(Saved entries)
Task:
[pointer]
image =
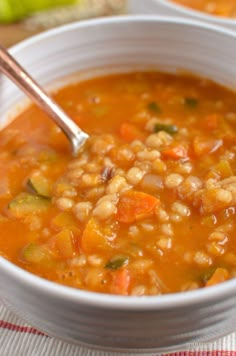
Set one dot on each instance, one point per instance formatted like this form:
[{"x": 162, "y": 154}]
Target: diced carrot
[
  {"x": 212, "y": 121},
  {"x": 135, "y": 205},
  {"x": 176, "y": 152},
  {"x": 121, "y": 282},
  {"x": 130, "y": 132},
  {"x": 94, "y": 237},
  {"x": 224, "y": 168},
  {"x": 202, "y": 146},
  {"x": 220, "y": 275}
]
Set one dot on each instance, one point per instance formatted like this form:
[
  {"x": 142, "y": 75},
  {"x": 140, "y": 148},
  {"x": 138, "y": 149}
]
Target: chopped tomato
[
  {"x": 135, "y": 205},
  {"x": 212, "y": 121}
]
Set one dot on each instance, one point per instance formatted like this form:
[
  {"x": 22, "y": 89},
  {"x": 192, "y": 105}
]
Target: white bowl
[
  {"x": 170, "y": 8},
  {"x": 106, "y": 321}
]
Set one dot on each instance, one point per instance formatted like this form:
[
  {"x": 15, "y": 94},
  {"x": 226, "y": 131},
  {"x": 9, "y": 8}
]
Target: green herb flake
[
  {"x": 154, "y": 107},
  {"x": 171, "y": 129},
  {"x": 116, "y": 262},
  {"x": 191, "y": 102}
]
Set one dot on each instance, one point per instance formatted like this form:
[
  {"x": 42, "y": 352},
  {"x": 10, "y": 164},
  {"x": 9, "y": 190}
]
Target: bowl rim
[
  {"x": 200, "y": 15},
  {"x": 45, "y": 287}
]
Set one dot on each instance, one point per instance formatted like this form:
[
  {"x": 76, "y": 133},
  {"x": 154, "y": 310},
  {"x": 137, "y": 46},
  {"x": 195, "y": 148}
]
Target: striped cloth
[{"x": 20, "y": 339}]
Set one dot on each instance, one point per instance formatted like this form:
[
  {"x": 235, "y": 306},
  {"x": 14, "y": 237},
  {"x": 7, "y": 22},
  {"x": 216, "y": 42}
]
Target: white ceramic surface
[
  {"x": 170, "y": 8},
  {"x": 104, "y": 321}
]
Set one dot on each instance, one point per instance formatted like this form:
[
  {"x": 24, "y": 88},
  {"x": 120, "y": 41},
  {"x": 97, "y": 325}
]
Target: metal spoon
[{"x": 14, "y": 71}]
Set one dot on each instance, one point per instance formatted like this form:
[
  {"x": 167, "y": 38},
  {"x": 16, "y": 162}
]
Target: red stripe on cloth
[
  {"x": 21, "y": 329},
  {"x": 202, "y": 353}
]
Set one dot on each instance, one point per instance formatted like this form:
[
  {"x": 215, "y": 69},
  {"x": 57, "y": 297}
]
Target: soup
[
  {"x": 148, "y": 205},
  {"x": 213, "y": 7}
]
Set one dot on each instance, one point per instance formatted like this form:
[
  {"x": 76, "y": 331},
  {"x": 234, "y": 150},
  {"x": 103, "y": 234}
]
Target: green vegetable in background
[{"x": 13, "y": 10}]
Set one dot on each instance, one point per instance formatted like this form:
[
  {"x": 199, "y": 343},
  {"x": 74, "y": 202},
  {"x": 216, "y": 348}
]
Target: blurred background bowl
[
  {"x": 170, "y": 8},
  {"x": 104, "y": 321}
]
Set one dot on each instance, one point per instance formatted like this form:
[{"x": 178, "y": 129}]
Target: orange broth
[
  {"x": 223, "y": 8},
  {"x": 148, "y": 206}
]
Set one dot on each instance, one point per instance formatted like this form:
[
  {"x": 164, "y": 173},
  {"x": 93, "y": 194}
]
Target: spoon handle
[{"x": 14, "y": 71}]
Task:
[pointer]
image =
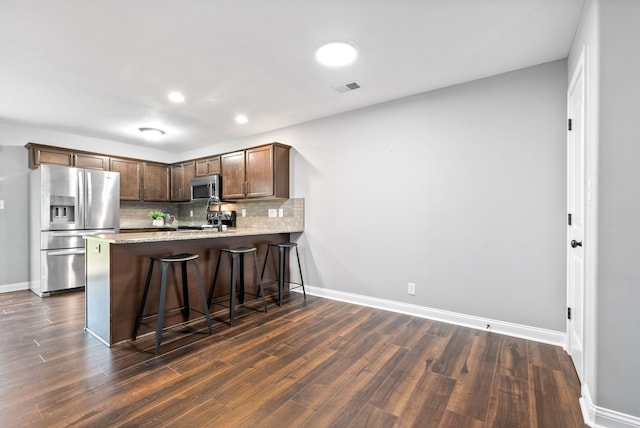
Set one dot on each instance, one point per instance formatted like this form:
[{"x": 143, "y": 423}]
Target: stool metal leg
[
  {"x": 281, "y": 264},
  {"x": 300, "y": 270},
  {"x": 205, "y": 305},
  {"x": 215, "y": 277},
  {"x": 232, "y": 297},
  {"x": 241, "y": 284},
  {"x": 264, "y": 300},
  {"x": 264, "y": 266},
  {"x": 161, "y": 304},
  {"x": 144, "y": 300},
  {"x": 185, "y": 291}
]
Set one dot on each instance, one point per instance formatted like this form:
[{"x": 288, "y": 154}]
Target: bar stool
[
  {"x": 165, "y": 262},
  {"x": 282, "y": 247},
  {"x": 237, "y": 262}
]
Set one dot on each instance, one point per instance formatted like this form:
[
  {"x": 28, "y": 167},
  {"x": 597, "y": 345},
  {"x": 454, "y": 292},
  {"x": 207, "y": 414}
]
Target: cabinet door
[
  {"x": 176, "y": 182},
  {"x": 155, "y": 179},
  {"x": 181, "y": 176},
  {"x": 52, "y": 156},
  {"x": 188, "y": 172},
  {"x": 233, "y": 181},
  {"x": 208, "y": 166},
  {"x": 259, "y": 174},
  {"x": 129, "y": 178},
  {"x": 86, "y": 160}
]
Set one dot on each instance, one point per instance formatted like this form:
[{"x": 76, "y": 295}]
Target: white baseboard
[
  {"x": 6, "y": 288},
  {"x": 526, "y": 332},
  {"x": 600, "y": 417},
  {"x": 594, "y": 416}
]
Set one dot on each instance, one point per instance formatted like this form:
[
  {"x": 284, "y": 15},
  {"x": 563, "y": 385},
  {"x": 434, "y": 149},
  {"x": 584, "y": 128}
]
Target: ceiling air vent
[{"x": 347, "y": 87}]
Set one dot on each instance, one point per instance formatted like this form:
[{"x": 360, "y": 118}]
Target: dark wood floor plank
[
  {"x": 513, "y": 357},
  {"x": 370, "y": 416},
  {"x": 427, "y": 405},
  {"x": 313, "y": 362},
  {"x": 394, "y": 394},
  {"x": 543, "y": 355},
  {"x": 509, "y": 403},
  {"x": 549, "y": 398},
  {"x": 452, "y": 359},
  {"x": 454, "y": 420},
  {"x": 472, "y": 392}
]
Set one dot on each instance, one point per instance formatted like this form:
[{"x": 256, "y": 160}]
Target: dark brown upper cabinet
[
  {"x": 208, "y": 166},
  {"x": 130, "y": 174},
  {"x": 47, "y": 155},
  {"x": 181, "y": 175},
  {"x": 155, "y": 182},
  {"x": 258, "y": 172}
]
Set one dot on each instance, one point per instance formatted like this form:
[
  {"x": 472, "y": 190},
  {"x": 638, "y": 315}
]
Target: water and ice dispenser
[{"x": 62, "y": 209}]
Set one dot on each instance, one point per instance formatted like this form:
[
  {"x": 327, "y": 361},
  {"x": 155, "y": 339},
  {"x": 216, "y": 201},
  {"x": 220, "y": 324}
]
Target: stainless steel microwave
[{"x": 205, "y": 188}]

**ABOUT THIS EXERCISE**: The records above are to be reproduced exactly; the pictures are to be left out.

**ANSWER TO THIS TASK**:
Task:
[pointer]
image =
Set one dot on each instance, one point per instance formatted like this form:
[{"x": 162, "y": 154}]
Target: diced carrot
[
  {"x": 212, "y": 121},
  {"x": 135, "y": 205},
  {"x": 176, "y": 152},
  {"x": 121, "y": 282},
  {"x": 130, "y": 132},
  {"x": 94, "y": 237},
  {"x": 224, "y": 168},
  {"x": 202, "y": 146},
  {"x": 220, "y": 275}
]
Set one dot on each instance, one point per instance formatted like this form:
[
  {"x": 142, "y": 75},
  {"x": 140, "y": 148},
  {"x": 138, "y": 149}
]
Target: chopped tomato
[
  {"x": 135, "y": 205},
  {"x": 212, "y": 121}
]
Set one dot on each instance, one point per instance formatted like this form:
[
  {"x": 22, "y": 89},
  {"x": 192, "y": 105}
]
Target: white bowl
[
  {"x": 170, "y": 8},
  {"x": 106, "y": 321}
]
Set one dot on each instance, one point per instance formatted like this form:
[
  {"x": 15, "y": 94},
  {"x": 226, "y": 131},
  {"x": 9, "y": 8}
]
Target: green herb flake
[
  {"x": 154, "y": 107},
  {"x": 171, "y": 129},
  {"x": 116, "y": 262},
  {"x": 191, "y": 102}
]
Set one dot on each instance, one point per instance formatted like this form:
[
  {"x": 42, "y": 352},
  {"x": 10, "y": 164},
  {"x": 9, "y": 190}
]
Target: bowl rim
[
  {"x": 200, "y": 15},
  {"x": 45, "y": 287}
]
Set one dot on each instance, one point per instance formatted like this form:
[
  {"x": 76, "y": 133},
  {"x": 154, "y": 310},
  {"x": 137, "y": 46},
  {"x": 195, "y": 148}
]
Target: striped cloth
[{"x": 20, "y": 339}]
Set one dot on each instance, one point per instance formatted like this form:
[
  {"x": 235, "y": 306},
  {"x": 14, "y": 237},
  {"x": 7, "y": 22},
  {"x": 216, "y": 42}
]
Target: white ceramic surface
[
  {"x": 170, "y": 8},
  {"x": 104, "y": 321}
]
Set one dot on each instance, one point per instance formatted like this form:
[
  {"x": 24, "y": 88},
  {"x": 120, "y": 41},
  {"x": 97, "y": 325}
]
Target: metal spoon
[{"x": 14, "y": 71}]
Set one dot on each instance, one point per instance formatted like this form:
[
  {"x": 167, "y": 38},
  {"x": 16, "y": 162}
]
Target: red stripe on cloth
[
  {"x": 21, "y": 329},
  {"x": 202, "y": 353}
]
Set one dot on each instance, one point per instance formatted like this form:
[
  {"x": 215, "y": 69},
  {"x": 57, "y": 297}
]
Target: soup
[
  {"x": 148, "y": 205},
  {"x": 213, "y": 7}
]
Set one dot on each instance, one point per instance formatted like this form:
[
  {"x": 76, "y": 331},
  {"x": 234, "y": 150},
  {"x": 103, "y": 234}
]
Target: green vegetable in background
[{"x": 13, "y": 10}]
Set one dot on each instance, one point per instance formatted like this form:
[
  {"x": 199, "y": 343},
  {"x": 74, "y": 202},
  {"x": 216, "y": 348}
]
Target: blurred background bowl
[
  {"x": 170, "y": 8},
  {"x": 104, "y": 321}
]
Set one dot on each instance, one point per instance formatted like this form:
[{"x": 178, "y": 129}]
Target: orange broth
[
  {"x": 223, "y": 8},
  {"x": 148, "y": 206}
]
Set one dot on each instance, one point per instance formatted like this form:
[
  {"x": 164, "y": 173},
  {"x": 93, "y": 194}
]
Target: spoon handle
[{"x": 14, "y": 71}]
Task:
[pointer]
image =
Set one dot on each instance, one point per instance formatted like this form:
[{"x": 143, "y": 423}]
Target: stool metal leg
[
  {"x": 281, "y": 264},
  {"x": 300, "y": 270},
  {"x": 205, "y": 305},
  {"x": 215, "y": 277},
  {"x": 232, "y": 297},
  {"x": 241, "y": 284},
  {"x": 264, "y": 300},
  {"x": 264, "y": 266},
  {"x": 161, "y": 304},
  {"x": 144, "y": 300},
  {"x": 185, "y": 291}
]
Set one dot on each instance, one point per instance formatted like this form:
[{"x": 288, "y": 154}]
Target: bar stool
[
  {"x": 165, "y": 262},
  {"x": 282, "y": 247},
  {"x": 237, "y": 262}
]
Set one dot on each instance, one point per instance formatted like this form:
[
  {"x": 28, "y": 167},
  {"x": 597, "y": 345},
  {"x": 454, "y": 292},
  {"x": 207, "y": 414}
]
Target: cabinet door
[
  {"x": 176, "y": 182},
  {"x": 155, "y": 179},
  {"x": 181, "y": 176},
  {"x": 52, "y": 156},
  {"x": 188, "y": 172},
  {"x": 233, "y": 181},
  {"x": 208, "y": 166},
  {"x": 259, "y": 174},
  {"x": 129, "y": 178},
  {"x": 86, "y": 160}
]
Set one dot on each instance, one point per instance formatted like this form:
[{"x": 76, "y": 295}]
Target: white baseboard
[
  {"x": 6, "y": 288},
  {"x": 526, "y": 332},
  {"x": 600, "y": 417},
  {"x": 594, "y": 416}
]
Set one dot on each instance, one point per instance formatted like this form:
[
  {"x": 284, "y": 15},
  {"x": 563, "y": 385},
  {"x": 434, "y": 149},
  {"x": 584, "y": 128}
]
Target: ceiling air vent
[{"x": 347, "y": 87}]
Set one dot on each instance, one point per instance formatted like this form:
[{"x": 360, "y": 118}]
Target: dark wood floor plank
[
  {"x": 513, "y": 357},
  {"x": 370, "y": 416},
  {"x": 427, "y": 405},
  {"x": 313, "y": 362},
  {"x": 394, "y": 394},
  {"x": 543, "y": 355},
  {"x": 509, "y": 403},
  {"x": 549, "y": 398},
  {"x": 452, "y": 359},
  {"x": 454, "y": 420},
  {"x": 472, "y": 392}
]
Set one dot on each instance, one point per instance formatted like this form:
[{"x": 256, "y": 160}]
Target: dark brown upper cabinet
[
  {"x": 208, "y": 166},
  {"x": 130, "y": 174},
  {"x": 47, "y": 155},
  {"x": 181, "y": 175},
  {"x": 155, "y": 182},
  {"x": 258, "y": 172}
]
Set one dot on each instance, one point per instance formatted like this form:
[
  {"x": 472, "y": 190},
  {"x": 638, "y": 315}
]
Target: water and ice dispenser
[{"x": 62, "y": 209}]
Set one dot on each instance, one point per instance formatted like this form:
[
  {"x": 327, "y": 361},
  {"x": 155, "y": 339},
  {"x": 216, "y": 201},
  {"x": 220, "y": 324}
]
Target: stainless steel microwave
[{"x": 205, "y": 188}]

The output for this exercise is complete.